START

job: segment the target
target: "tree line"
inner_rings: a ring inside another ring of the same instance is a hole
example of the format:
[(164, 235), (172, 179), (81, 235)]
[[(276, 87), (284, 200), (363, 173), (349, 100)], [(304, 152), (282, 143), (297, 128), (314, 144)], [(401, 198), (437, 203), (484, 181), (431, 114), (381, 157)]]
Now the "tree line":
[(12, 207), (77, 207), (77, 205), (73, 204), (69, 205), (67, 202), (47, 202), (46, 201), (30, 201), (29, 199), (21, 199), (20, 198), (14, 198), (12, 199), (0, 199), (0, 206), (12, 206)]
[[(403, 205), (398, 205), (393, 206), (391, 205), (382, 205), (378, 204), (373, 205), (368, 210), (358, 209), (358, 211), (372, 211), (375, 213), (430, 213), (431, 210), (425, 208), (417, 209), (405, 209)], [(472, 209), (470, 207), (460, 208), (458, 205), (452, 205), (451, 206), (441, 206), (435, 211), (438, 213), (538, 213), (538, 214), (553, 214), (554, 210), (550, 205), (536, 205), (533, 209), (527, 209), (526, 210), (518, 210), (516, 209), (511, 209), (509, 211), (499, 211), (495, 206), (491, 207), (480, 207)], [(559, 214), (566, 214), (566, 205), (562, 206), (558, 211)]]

END

--- PROBLEM DETAILS ---
Could you put all of the lines above into a numbered list, leaving out any blank ones?

--- COMPLETE ANSWER ---
1. job: segment the target
2. target: "tree line"
3. inner_rings: a ring inside another ring of the same instance is a hole
4. example of the format:
5. [(164, 235), (172, 179), (81, 235)]
6. [[(276, 87), (284, 200), (363, 173), (349, 100)], [(304, 152), (282, 143), (297, 128), (314, 144)], [(401, 198), (437, 203), (484, 181), (431, 114), (381, 157)]]
7. Now the "tree line":
8. [(12, 207), (77, 207), (77, 205), (73, 204), (69, 205), (67, 202), (47, 202), (46, 201), (30, 201), (29, 199), (21, 199), (20, 198), (14, 198), (12, 199), (0, 199), (0, 206), (12, 206)]
9. [[(403, 205), (398, 205), (393, 206), (391, 205), (382, 205), (378, 204), (373, 205), (368, 210), (358, 209), (358, 211), (372, 211), (375, 213), (430, 213), (431, 210), (425, 208), (417, 209), (405, 209)], [(472, 209), (470, 207), (460, 208), (458, 205), (452, 205), (451, 206), (441, 206), (435, 211), (438, 213), (538, 213), (538, 214), (553, 214), (554, 210), (550, 205), (536, 205), (533, 209), (527, 209), (526, 210), (518, 210), (516, 209), (511, 209), (509, 211), (499, 211), (495, 206), (491, 207), (480, 207)], [(559, 214), (566, 214), (566, 205), (562, 206), (558, 211)]]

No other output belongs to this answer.